▶ [SOURCE DOCUMENT]
Miners Push For Ethereum Hard Fork as Sales of ETHW IOUs Continue
The crypto community has been laser-focused on Ethereum’s upcoming Merge, which will transition the blockchain from proof-of-work to proof-of-stake. The transition is expected to occur this month, although there have been several tests in the years leading up to the Merge, which will go down as one of the most significant events in the history of cryptocurrency.
However, as the time of the Merge approaches, there is growing discussion about creating a hard fork of the Ethereum blockchain — continuing the proof-of-work chain in addition to the new proof-of-stake network.
Switching to Proof-Of-Stake
There’s been talk of transitioning Ethereum from proof-of-work to proof-of-stake since at least early 2016. One of the primary reasons has been the significant energy required to complete a transaction on Ethereum. A single transaction on the blockchain consumes just as much energy as the average U.S. household in an entire week, resulting in the carbon footprint of watching more than 20,000 hours of YouTube.
The large amount of energy required to complete transactions on proof-of-work blockchains has been one of the perennial arguments against cryptocurrencies, which is why there’s been a push toward proof-of-stake. Proof-of-work blockchains complete transactions via miners that solve complex mathematical problems, although mining is more about solving problems in exchange for newly minted tokens.
However, proof-of-stake blockchains utilize stakers who lock up their tokens to secure the network. Proof-of-stake protocols also significantly reduce the environmental impact of crypto mining and the resultant waste associated with proof-of-work blockchains.
What is the Merge?
Since it was created, Ethereum has been a proof-of-work protocol. However, after the Merge, miners who have been mining ether, the native token of the Ethereum network, will lose the ability to mint new ether tokens. Essentially, they’ll be put out of work and stuck with worthless mining rigs designed for ether because, after the Merge, ether will be created via staking rather than mining.

(Dataset rows on where objects appear)
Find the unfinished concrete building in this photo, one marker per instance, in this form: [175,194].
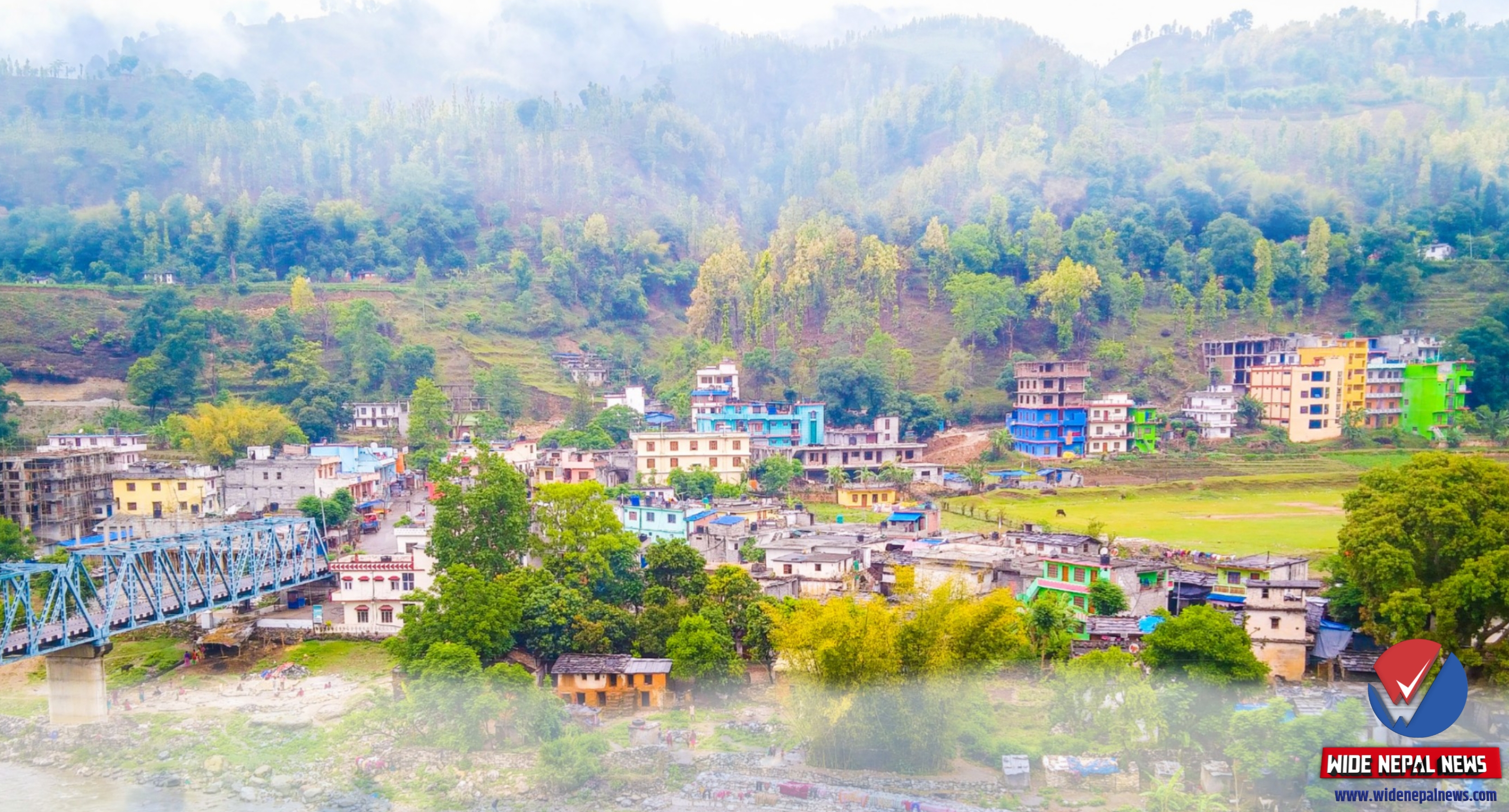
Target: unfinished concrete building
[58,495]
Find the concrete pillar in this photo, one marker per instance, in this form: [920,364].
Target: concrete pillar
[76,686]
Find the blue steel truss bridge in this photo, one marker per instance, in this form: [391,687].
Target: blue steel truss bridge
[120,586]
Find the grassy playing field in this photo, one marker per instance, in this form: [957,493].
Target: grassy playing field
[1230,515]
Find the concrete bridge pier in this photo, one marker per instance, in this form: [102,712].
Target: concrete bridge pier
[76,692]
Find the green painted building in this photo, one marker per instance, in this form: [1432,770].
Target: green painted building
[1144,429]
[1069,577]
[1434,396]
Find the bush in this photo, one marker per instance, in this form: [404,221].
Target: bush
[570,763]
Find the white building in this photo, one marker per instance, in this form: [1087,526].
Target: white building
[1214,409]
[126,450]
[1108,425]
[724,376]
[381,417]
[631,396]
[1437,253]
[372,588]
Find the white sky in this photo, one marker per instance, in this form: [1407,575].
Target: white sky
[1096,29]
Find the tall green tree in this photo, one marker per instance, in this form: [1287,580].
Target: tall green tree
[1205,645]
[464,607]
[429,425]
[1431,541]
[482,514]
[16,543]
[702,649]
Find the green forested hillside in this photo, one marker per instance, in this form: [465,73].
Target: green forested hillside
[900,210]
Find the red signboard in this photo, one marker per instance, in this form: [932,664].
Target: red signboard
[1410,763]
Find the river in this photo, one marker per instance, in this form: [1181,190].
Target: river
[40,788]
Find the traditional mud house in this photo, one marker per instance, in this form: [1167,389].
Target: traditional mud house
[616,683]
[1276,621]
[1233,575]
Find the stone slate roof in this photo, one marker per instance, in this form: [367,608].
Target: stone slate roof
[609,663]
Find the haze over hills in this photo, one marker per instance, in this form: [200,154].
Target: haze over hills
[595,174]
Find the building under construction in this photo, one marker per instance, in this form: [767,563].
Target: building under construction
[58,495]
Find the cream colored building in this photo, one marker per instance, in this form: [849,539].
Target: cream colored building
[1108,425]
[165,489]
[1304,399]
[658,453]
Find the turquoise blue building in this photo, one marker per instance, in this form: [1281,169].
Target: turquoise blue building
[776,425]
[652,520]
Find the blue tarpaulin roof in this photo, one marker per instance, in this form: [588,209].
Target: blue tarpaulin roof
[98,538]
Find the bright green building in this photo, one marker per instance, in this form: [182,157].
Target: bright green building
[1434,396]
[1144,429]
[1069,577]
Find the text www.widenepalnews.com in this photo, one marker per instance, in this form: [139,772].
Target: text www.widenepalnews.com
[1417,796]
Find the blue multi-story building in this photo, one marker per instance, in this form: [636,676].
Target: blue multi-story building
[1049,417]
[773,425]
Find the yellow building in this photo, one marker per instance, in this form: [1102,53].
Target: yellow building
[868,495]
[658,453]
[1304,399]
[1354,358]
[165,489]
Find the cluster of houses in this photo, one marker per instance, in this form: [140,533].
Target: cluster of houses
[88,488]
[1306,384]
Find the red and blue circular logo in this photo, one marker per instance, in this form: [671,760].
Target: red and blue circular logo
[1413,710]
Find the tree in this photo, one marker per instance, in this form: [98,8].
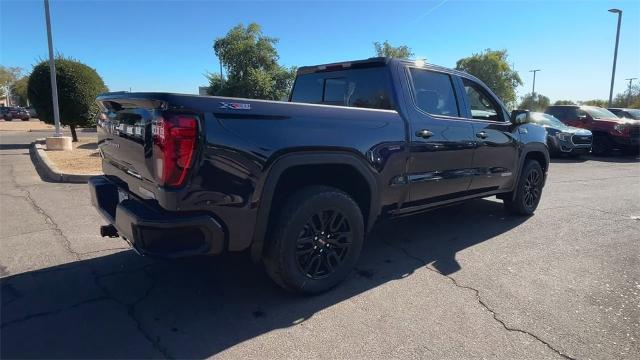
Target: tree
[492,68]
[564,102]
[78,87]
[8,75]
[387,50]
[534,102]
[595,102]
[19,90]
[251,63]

▶ [SET EXERCISE 1] Can you rewrite the listing from the line with "Find the turquoise" through the end of the listing, swapping "marker" for "pin" and keeping everything else as it is, with the pictures left out?
▶ [SET EXERCISE 2] What comes next in the article on Ethereum's Merge? Carry it on from its final sentence.

▶ [TASK ANSWER 1]
Find the turquoise blue building in this photo, one pin per instance, in this form: [1281,169].
Target: turquoise blue building
[776,425]
[652,520]
Find the blue tarpaulin roof in this photo, one pin per instance, in this form: [588,209].
Target: blue tarpaulin roof
[98,538]
Find the bright green building in this photo, one pin per instance, in this form: [182,157].
Target: bright green building
[1434,396]
[1144,429]
[1069,577]
Find the text www.widenepalnews.com in this photo, one pin per instance, in this form: [139,772].
Target: text www.widenepalnews.com
[1417,796]
Find the blue multi-story building in this photo, one pin per instance, in this form: [636,676].
Target: blue multi-story building
[1049,417]
[773,425]
Find the yellow building in this photo, one pin per instance, in this form: [1102,53].
Target: yellow building
[868,495]
[658,453]
[1304,399]
[1354,358]
[165,489]
Find the cluster of houses in this photo, one pin per instance, in this form: [140,533].
Target: cluster of houses
[88,488]
[1306,384]
Find the red and blue circular logo in this photo, one pin per instance, in this form: [671,760].
Target: red and blue circular logo
[1413,710]
Find the tree in this photo, one pin per instance, in this form: [98,8].
Target: tree
[492,68]
[564,102]
[78,87]
[8,75]
[387,50]
[534,102]
[595,102]
[19,90]
[251,63]

▶ [TASK ANSWER 2]
The Merge is called as such because it will be formed from the merging of the Ethereum blockchain with the Beacon Chain, also referred to as the consensus layer. The Ethereum Foundation describes the Beacon Chain as “an essential precursor to upcoming scaling upgrades” and “a ledger of accounts that conducts and coordinates the network of stakers.”
The foundation emphasized that the Beacon Chain doesn’t process transactions or handle smart contract interactions as the Ethereum network does. Instead, it’s a new consensus engine that will replace proof-of-work mining, upgrading Ethereum in the process. The Beacon Chain introduced proof-of-stake in its transition with Ethereum, creating a new way for users to keep the network secure. Although the Beacon Chain has already been live for some time, it has existed as a separate chain from the main Ethereum network since it began.
When the Merge takes place, Ethereum’s developers will take the proof-of-work algorithm currently at work on the Ethereum network and replace it with the proof-of-stake algorithm on the Beacon Chain, hence, the “Merge” name.
Proof-of-work protocols involve the use of nodes, which are computers that make up a massive network and compete with each other to solve complex math problems. The successful ones are rewarded with a new token for their efforts.
However, proof-of-stake protocols are more energy-efficient and environmentally friendly because they select nodes using an algorithm that prefers the nodes that hold more of the network’s currency. These nodes’ stakes are rewarded with new tokens.
A Proposed Hard Fork
After the Merge, Ethereum is expected to slash its energy consumption by about 99%. It should also speed up the pace of transaction completion significantly. However, not everyone is happy with the new arrangement.
Specifically, miners with sizable investments in Ethereum mining rigs will lose the ability to mint new ether tokens when those computers suddenly become obsolete. Ethereum miners generated over $620 million worth of ether just in July alone, so the disappearance of this income stream is quite significant.
As a result, a group of miners proposed last month to fork the Ethereum network to create a new form of ether that could still be mined, suggesting that the new token be tagged as ETHW. However, after initially capturing strong enthusiasm for the new token, the ETHW price tumbled, losing its momentum after only about a week of trading.
At this point, ETHW still doesn’t technically exist. The only way it ever will exist is if its supporters can successfully create a hard fork on the Ethereum network, splitting it into the proof-of-stake token that ether will become after the Merge and the continuation of the minable, proof-of-work token.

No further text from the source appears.